▶ EXERCISE REQUIREMENTS
Your copy should hold every record verbatim and none of the pictures.
=======
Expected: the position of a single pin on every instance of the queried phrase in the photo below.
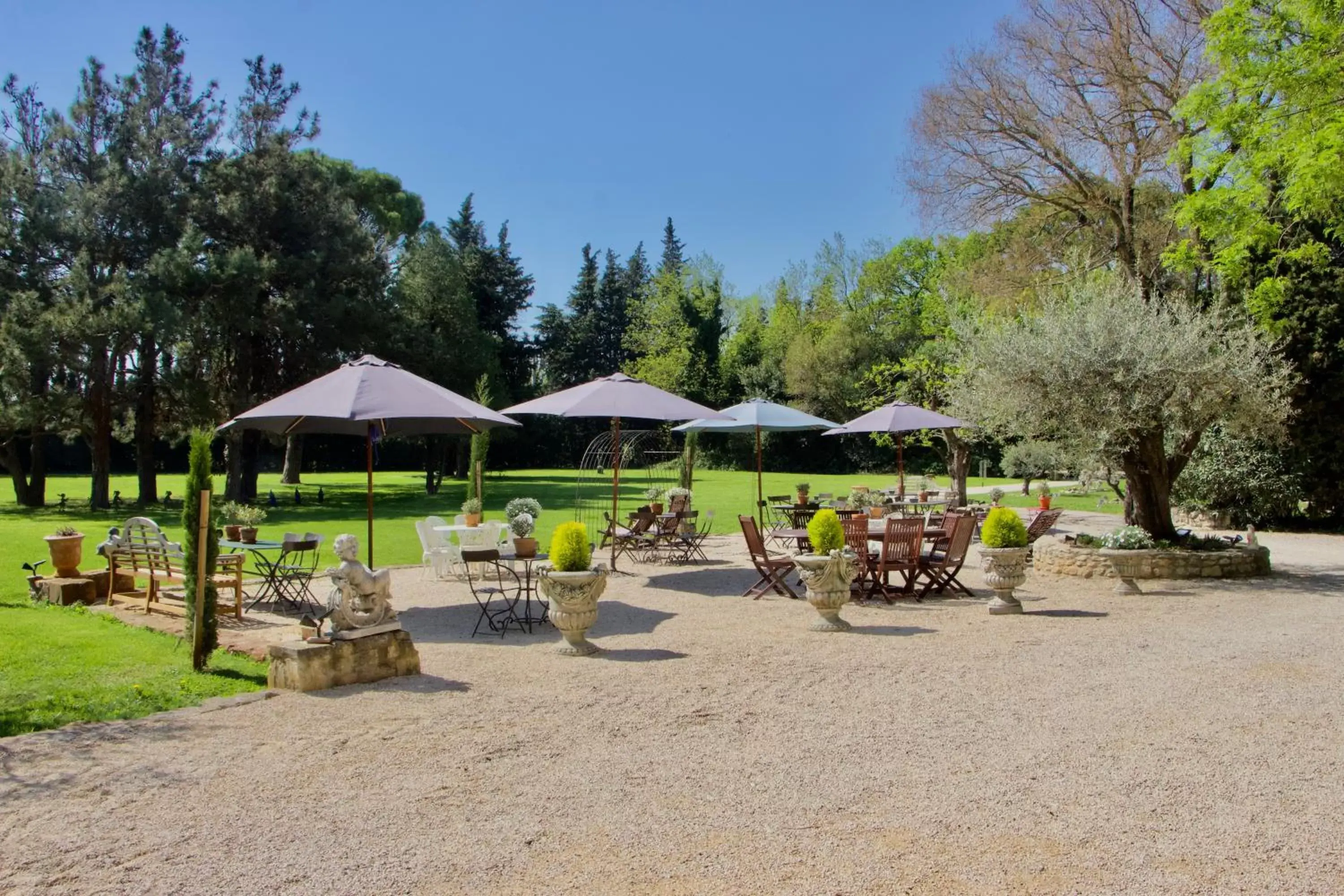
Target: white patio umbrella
(369, 397)
(900, 418)
(757, 416)
(616, 397)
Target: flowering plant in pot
=======
▶ TASK OUTPUT
Expected: the position of a single pin on every instance of the queried phrase in the photo below.
Target: white patio umbrella
(369, 397)
(900, 418)
(757, 416)
(616, 397)
Target: flowering plant in pot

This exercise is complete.